» **To be done**:
Rewrite the items starting at the line that contains "the wallaby's snout" and ending at the line that contains "[17,25,310,199]", with "gray fur" in place of "brown fur" and nothing else changed.

<<<<

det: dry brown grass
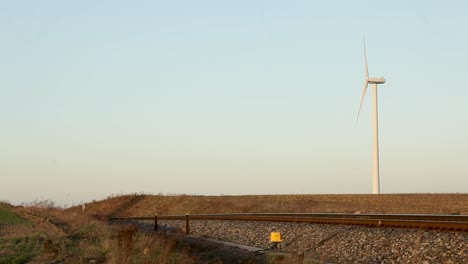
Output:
[78,194,468,216]
[0,194,468,263]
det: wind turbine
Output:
[356,38,385,194]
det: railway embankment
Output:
[140,220,468,263]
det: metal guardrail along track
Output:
[110,213,468,232]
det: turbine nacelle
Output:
[367,77,385,84]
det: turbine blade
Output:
[362,36,369,81]
[356,80,369,125]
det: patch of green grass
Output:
[0,207,26,225]
[0,237,43,264]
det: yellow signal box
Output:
[270,232,282,243]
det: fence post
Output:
[154,214,158,231]
[185,213,190,235]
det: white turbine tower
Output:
[356,39,385,194]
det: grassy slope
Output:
[0,194,468,263]
[74,194,468,217]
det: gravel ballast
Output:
[151,220,468,264]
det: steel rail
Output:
[110,213,468,232]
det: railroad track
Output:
[110,213,468,232]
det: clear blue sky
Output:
[0,0,468,204]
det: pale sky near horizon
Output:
[0,0,468,204]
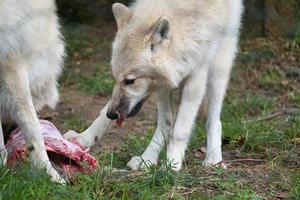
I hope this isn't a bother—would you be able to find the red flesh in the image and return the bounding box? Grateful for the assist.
[6,120,98,177]
[116,119,124,128]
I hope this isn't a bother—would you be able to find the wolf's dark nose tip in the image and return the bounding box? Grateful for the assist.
[106,112,118,120]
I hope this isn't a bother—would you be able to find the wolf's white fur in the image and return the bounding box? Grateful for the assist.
[0,0,64,182]
[66,0,243,170]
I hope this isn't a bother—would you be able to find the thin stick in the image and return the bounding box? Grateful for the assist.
[243,108,300,124]
[224,158,264,163]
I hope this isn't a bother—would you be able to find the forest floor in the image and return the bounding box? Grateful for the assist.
[0,23,300,200]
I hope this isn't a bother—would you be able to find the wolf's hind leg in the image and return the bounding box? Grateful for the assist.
[0,115,7,166]
[203,39,236,166]
[167,68,207,171]
[3,66,64,183]
[127,89,174,170]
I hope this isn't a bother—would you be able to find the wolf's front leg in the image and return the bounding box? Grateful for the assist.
[127,89,174,170]
[167,69,207,171]
[64,103,111,148]
[2,66,65,183]
[0,115,7,166]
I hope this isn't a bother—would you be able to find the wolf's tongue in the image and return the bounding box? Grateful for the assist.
[116,118,124,128]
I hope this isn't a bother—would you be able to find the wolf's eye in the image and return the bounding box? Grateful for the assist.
[124,79,135,85]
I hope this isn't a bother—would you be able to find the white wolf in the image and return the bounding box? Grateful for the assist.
[0,0,64,182]
[66,0,243,170]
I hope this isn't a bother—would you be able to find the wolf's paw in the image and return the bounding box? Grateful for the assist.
[0,148,8,166]
[48,167,66,184]
[202,157,227,169]
[64,130,93,148]
[168,155,182,172]
[127,156,157,170]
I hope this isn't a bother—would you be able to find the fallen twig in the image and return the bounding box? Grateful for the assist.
[243,108,300,124]
[224,158,264,163]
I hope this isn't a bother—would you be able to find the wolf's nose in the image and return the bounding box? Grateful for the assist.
[106,112,118,120]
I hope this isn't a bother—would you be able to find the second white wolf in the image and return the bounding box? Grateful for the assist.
[66,0,243,170]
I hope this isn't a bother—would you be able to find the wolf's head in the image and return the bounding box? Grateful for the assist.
[107,4,172,120]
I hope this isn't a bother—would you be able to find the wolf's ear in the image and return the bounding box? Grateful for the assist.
[152,16,171,44]
[112,3,133,30]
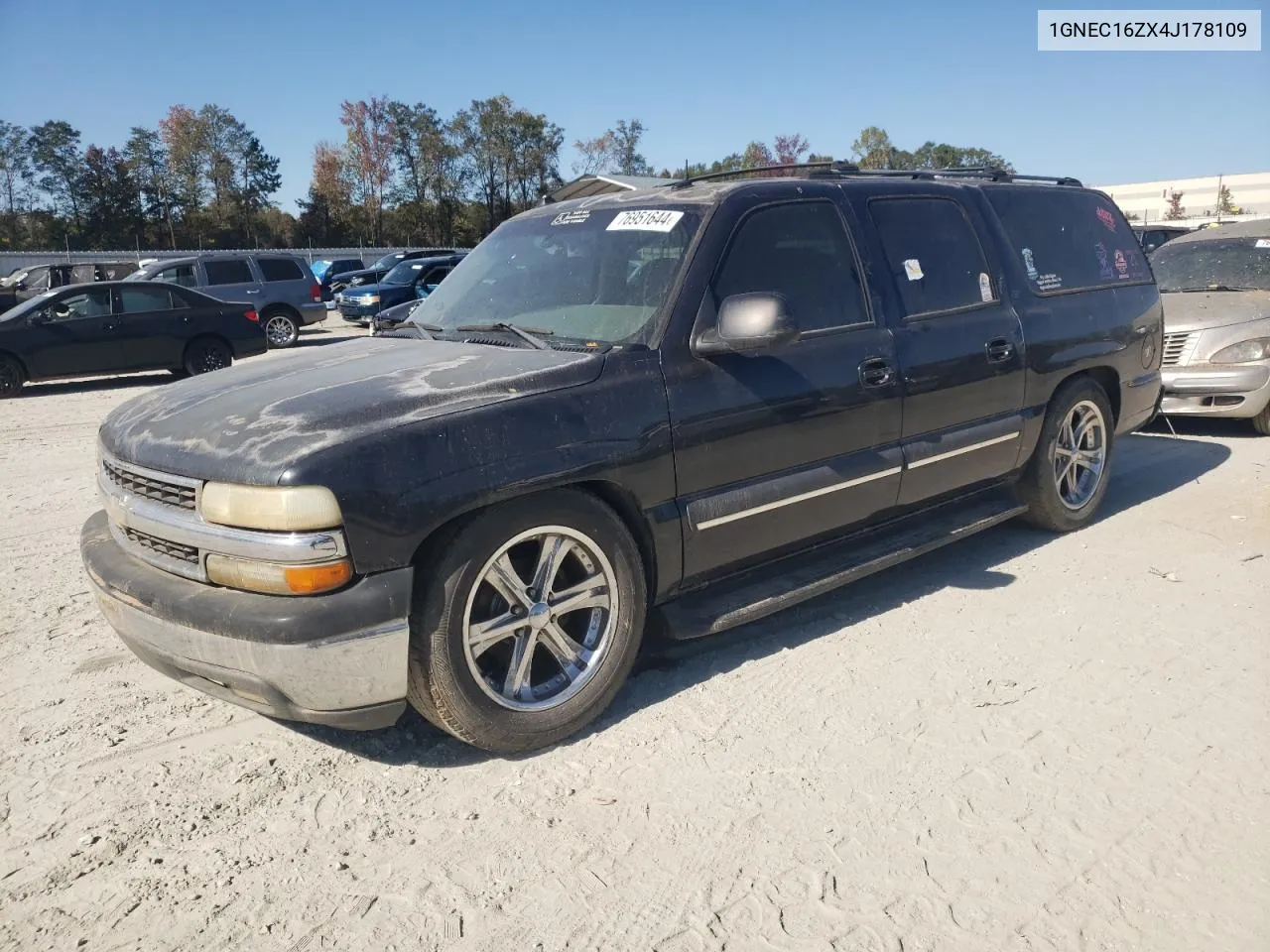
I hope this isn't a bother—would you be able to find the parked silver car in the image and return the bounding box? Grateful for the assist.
[1151,221,1270,435]
[128,251,326,348]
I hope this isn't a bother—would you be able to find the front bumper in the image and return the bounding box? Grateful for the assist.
[80,512,412,730]
[1161,361,1270,418]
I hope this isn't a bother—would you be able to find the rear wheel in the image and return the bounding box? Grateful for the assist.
[1019,377,1115,532]
[264,311,300,348]
[183,337,234,376]
[0,357,27,400]
[409,490,647,752]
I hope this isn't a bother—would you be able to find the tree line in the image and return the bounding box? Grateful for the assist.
[0,95,1012,250]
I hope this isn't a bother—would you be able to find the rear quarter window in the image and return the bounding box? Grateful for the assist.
[255,258,305,281]
[984,186,1152,295]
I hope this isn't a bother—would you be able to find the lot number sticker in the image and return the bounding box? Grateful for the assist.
[608,208,684,231]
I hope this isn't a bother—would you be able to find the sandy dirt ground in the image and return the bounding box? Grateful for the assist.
[0,321,1270,952]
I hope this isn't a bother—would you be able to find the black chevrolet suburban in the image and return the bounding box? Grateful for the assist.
[81,165,1162,752]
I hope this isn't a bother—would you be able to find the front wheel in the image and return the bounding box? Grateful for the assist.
[409,490,647,752]
[264,313,300,349]
[1019,377,1115,532]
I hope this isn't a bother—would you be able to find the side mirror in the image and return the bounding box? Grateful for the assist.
[694,292,799,355]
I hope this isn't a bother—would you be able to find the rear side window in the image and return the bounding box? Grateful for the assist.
[983,186,1151,295]
[203,258,255,285]
[154,264,198,289]
[255,258,305,281]
[869,198,996,317]
[119,287,186,313]
[713,202,869,332]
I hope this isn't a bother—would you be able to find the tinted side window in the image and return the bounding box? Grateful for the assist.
[255,258,305,281]
[203,258,255,285]
[983,185,1151,295]
[869,198,996,317]
[119,287,183,313]
[49,289,110,322]
[713,202,869,332]
[154,264,198,289]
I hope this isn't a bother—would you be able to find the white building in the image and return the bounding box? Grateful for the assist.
[1093,172,1270,225]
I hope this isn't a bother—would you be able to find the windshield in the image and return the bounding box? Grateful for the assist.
[1151,239,1270,292]
[380,262,423,285]
[410,205,701,344]
[367,251,405,271]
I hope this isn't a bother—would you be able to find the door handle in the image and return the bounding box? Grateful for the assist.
[860,357,895,387]
[983,337,1015,363]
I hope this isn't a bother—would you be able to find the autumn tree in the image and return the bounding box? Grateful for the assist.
[339,96,396,242]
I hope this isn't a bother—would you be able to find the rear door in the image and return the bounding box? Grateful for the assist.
[113,283,190,369]
[866,193,1025,505]
[198,258,262,308]
[665,192,901,579]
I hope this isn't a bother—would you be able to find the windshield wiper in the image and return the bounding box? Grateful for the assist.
[1163,285,1256,295]
[454,321,555,350]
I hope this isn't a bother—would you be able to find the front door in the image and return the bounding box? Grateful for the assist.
[27,289,116,377]
[866,195,1025,505]
[666,195,901,581]
[200,258,262,309]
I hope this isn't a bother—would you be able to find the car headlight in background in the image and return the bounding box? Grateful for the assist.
[198,482,343,532]
[1207,337,1270,363]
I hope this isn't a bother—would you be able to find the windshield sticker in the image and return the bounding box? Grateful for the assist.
[1093,241,1115,281]
[608,208,684,232]
[1115,248,1129,281]
[1024,248,1036,281]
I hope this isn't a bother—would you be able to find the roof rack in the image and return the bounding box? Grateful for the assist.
[663,160,1082,187]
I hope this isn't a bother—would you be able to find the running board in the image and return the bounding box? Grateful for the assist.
[658,489,1028,641]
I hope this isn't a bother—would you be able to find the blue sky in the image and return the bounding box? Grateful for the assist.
[0,0,1270,210]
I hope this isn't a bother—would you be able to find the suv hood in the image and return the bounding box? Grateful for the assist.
[100,337,604,485]
[1160,291,1270,334]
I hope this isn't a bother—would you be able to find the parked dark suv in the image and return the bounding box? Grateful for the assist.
[81,165,1162,750]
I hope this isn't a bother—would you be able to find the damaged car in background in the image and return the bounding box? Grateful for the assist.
[1151,221,1270,435]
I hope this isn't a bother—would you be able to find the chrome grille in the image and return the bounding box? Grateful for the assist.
[101,459,196,509]
[1163,334,1199,367]
[119,526,198,565]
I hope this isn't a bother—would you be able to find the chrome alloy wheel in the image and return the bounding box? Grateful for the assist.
[463,526,618,711]
[1053,400,1107,511]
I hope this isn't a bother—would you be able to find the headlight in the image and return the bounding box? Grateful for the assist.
[199,482,343,532]
[1209,337,1270,363]
[207,554,353,595]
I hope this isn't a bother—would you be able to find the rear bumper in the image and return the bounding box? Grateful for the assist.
[299,300,326,326]
[1161,361,1270,417]
[80,512,412,730]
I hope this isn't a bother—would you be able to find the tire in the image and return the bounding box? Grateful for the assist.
[182,337,234,377]
[0,355,27,400]
[408,490,648,753]
[1017,377,1115,532]
[1252,407,1270,436]
[264,311,300,350]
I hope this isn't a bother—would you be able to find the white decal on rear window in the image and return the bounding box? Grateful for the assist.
[608,208,684,231]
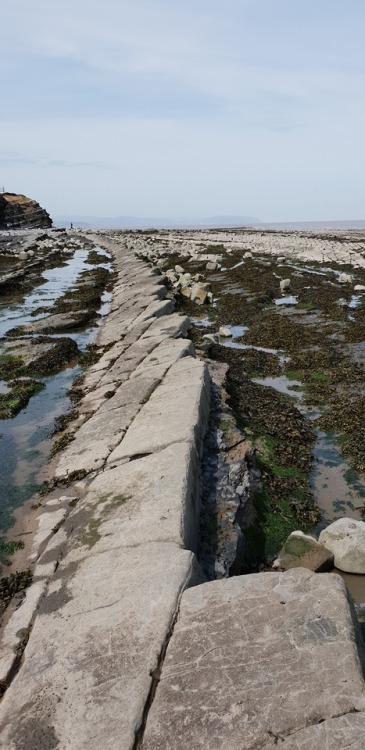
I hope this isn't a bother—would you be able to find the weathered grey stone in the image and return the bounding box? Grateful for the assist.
[262,712,365,750]
[273,531,334,573]
[318,518,365,573]
[143,568,365,750]
[218,326,232,338]
[108,357,210,464]
[338,273,352,284]
[78,443,200,553]
[0,548,201,750]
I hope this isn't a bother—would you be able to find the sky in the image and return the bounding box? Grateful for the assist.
[0,0,365,222]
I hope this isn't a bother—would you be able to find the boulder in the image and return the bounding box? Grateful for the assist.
[0,193,52,229]
[280,279,290,292]
[191,283,210,305]
[318,518,365,574]
[180,286,191,299]
[273,531,334,573]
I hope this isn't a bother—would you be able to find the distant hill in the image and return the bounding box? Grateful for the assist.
[260,219,365,230]
[54,215,261,229]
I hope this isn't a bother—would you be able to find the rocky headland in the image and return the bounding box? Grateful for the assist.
[0,226,365,750]
[0,193,52,230]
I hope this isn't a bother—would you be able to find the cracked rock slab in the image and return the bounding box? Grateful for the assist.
[143,568,365,750]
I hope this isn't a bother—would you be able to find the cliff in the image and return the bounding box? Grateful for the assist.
[0,193,52,229]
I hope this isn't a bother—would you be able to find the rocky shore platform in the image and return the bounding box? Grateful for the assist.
[0,232,365,750]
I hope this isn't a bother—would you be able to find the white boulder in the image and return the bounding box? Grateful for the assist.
[318,518,365,574]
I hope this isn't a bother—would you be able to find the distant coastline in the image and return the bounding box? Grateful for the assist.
[54,215,365,230]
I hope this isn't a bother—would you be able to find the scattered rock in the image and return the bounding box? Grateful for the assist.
[219,326,232,338]
[318,518,365,574]
[338,273,352,284]
[273,531,334,573]
[0,193,52,229]
[180,286,191,299]
[203,333,219,344]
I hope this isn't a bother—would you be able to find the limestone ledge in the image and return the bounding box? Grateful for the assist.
[0,233,365,750]
[0,236,210,750]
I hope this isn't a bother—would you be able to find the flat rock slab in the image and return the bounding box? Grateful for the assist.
[77,443,200,554]
[0,544,201,750]
[108,357,210,464]
[143,569,365,750]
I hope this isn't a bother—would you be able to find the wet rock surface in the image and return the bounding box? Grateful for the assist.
[273,531,334,573]
[0,231,365,750]
[319,518,365,574]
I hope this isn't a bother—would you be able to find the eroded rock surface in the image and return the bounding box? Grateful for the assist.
[319,518,365,574]
[0,193,52,229]
[143,569,365,750]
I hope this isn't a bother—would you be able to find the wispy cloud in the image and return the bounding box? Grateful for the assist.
[0,151,115,169]
[0,0,365,219]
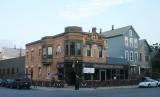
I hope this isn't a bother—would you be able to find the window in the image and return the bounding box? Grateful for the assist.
[87,45,91,56]
[107,69,112,79]
[65,42,69,56]
[65,41,81,56]
[139,53,142,61]
[135,52,138,62]
[124,37,128,47]
[98,46,102,58]
[3,68,5,75]
[38,49,42,56]
[43,47,46,56]
[129,30,133,36]
[70,42,75,56]
[11,68,15,74]
[31,50,34,62]
[125,50,129,60]
[130,51,133,61]
[129,38,133,48]
[145,56,149,62]
[56,46,62,55]
[38,67,42,77]
[134,39,138,48]
[48,46,52,55]
[7,68,10,74]
[76,42,81,55]
[105,39,108,48]
[84,73,91,80]
[16,68,19,73]
[93,69,99,80]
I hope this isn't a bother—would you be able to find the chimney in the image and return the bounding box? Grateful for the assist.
[112,25,114,30]
[99,28,102,34]
[92,27,96,33]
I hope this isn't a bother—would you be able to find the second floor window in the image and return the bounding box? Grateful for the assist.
[65,41,82,56]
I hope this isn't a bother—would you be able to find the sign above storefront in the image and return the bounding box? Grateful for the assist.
[83,68,95,74]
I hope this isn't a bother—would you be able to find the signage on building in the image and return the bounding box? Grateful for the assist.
[83,68,95,74]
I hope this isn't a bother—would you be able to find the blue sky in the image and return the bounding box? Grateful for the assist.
[0,0,160,48]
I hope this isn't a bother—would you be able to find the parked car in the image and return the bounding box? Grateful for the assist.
[138,79,159,88]
[9,78,31,89]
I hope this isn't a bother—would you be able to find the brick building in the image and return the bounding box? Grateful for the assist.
[25,26,106,84]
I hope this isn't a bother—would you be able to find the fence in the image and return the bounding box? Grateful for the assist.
[32,80,139,88]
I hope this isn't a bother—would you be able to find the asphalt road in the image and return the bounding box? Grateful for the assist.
[0,87,160,97]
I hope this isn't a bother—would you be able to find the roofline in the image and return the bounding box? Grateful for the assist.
[26,32,105,46]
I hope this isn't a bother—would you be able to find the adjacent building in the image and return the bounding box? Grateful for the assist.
[102,26,140,79]
[25,26,106,84]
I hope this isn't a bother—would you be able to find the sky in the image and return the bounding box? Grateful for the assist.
[0,0,160,48]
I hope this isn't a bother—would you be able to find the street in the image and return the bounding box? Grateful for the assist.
[0,87,160,97]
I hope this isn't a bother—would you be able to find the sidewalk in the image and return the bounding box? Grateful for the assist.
[31,85,138,91]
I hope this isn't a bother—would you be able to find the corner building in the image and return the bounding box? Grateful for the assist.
[25,26,106,85]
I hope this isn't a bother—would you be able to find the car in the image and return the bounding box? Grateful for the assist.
[9,78,31,89]
[138,79,159,88]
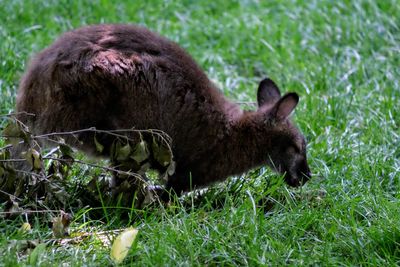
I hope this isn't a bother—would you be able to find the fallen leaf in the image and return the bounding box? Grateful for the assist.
[111,227,139,264]
[29,243,46,266]
[51,211,72,238]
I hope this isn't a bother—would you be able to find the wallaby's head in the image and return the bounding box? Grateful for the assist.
[257,79,311,186]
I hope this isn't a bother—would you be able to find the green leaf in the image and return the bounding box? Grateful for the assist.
[94,135,104,153]
[22,148,43,171]
[110,227,139,264]
[3,122,23,146]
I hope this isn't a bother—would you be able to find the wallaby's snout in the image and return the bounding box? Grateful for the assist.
[257,78,311,187]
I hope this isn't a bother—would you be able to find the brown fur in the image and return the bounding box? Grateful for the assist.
[17,25,310,199]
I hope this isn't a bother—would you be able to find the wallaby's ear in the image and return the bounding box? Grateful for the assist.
[257,78,281,107]
[272,93,299,120]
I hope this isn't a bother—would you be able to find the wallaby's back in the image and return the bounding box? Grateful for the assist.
[17,25,309,198]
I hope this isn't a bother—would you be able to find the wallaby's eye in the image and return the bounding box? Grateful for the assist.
[286,145,300,154]
[286,146,298,154]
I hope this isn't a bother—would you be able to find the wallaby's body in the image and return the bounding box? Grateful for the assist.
[17,25,310,198]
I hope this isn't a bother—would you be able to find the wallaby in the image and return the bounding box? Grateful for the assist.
[17,25,311,201]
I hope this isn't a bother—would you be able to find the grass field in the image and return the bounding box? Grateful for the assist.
[0,0,400,266]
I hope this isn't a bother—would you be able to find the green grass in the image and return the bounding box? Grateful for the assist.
[0,0,400,266]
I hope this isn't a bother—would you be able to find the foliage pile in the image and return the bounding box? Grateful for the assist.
[0,117,174,217]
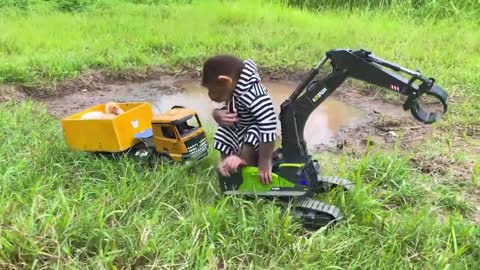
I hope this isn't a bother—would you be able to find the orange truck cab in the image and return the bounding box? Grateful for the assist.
[61,102,208,161]
[144,106,208,161]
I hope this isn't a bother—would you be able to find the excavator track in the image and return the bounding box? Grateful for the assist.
[281,197,343,230]
[313,175,353,193]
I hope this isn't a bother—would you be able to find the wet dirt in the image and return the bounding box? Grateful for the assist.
[35,74,429,152]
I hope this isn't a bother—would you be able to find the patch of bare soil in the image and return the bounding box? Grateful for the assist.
[0,85,27,103]
[4,68,438,152]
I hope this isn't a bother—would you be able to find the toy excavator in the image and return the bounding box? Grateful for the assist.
[219,49,448,230]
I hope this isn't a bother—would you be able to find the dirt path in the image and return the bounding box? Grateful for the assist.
[0,70,480,224]
[0,70,431,152]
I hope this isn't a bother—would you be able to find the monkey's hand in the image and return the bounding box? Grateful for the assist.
[213,109,238,127]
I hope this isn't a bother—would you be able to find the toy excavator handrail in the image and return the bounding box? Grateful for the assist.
[280,49,448,162]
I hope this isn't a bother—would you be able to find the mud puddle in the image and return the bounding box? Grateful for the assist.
[43,77,372,149]
[39,75,425,151]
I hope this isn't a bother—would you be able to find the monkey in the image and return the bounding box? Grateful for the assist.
[201,54,277,184]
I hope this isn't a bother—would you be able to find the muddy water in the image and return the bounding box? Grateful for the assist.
[42,76,364,149]
[152,81,363,148]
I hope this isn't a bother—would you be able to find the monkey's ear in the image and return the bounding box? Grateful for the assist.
[218,75,232,85]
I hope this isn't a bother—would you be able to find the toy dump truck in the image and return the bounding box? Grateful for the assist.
[61,102,208,161]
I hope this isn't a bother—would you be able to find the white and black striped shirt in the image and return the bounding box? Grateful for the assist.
[228,59,277,143]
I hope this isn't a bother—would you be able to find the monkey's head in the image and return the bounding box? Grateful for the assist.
[202,55,244,102]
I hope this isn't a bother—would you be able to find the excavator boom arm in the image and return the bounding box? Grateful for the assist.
[280,49,448,162]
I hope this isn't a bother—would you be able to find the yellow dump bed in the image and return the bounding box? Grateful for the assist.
[61,102,153,152]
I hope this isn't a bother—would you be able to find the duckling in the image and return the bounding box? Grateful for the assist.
[81,102,124,119]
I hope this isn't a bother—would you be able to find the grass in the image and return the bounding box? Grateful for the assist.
[0,1,480,125]
[0,102,480,269]
[0,1,480,269]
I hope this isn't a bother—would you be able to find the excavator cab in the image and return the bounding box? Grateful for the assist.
[152,106,208,161]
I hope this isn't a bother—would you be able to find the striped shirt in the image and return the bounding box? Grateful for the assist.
[227,59,277,143]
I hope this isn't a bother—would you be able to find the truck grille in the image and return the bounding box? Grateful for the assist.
[187,134,208,159]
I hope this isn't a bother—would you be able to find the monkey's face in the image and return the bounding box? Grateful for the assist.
[205,76,235,103]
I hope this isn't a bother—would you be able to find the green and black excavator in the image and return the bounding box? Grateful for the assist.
[219,49,448,230]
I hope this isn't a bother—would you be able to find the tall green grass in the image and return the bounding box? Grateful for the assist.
[279,0,480,18]
[0,102,480,269]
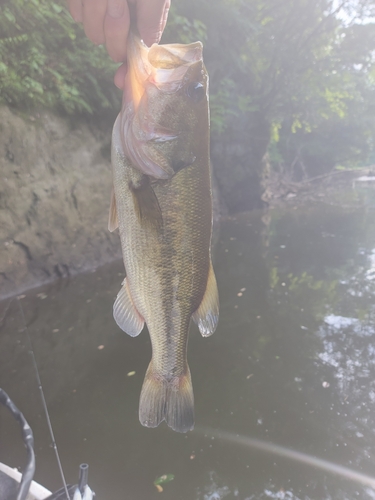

>>>>

» **Solved exercise**:
I hope this isn't a bother—would you be able to find the wallaby's snout in the image and return the bounding box? Grateful for the assist.
[257,78,311,187]
I hope this isn't a bother—would you be able to find the gray fur in the image and return the bounding box? Grateful for the assist.
[17,25,310,199]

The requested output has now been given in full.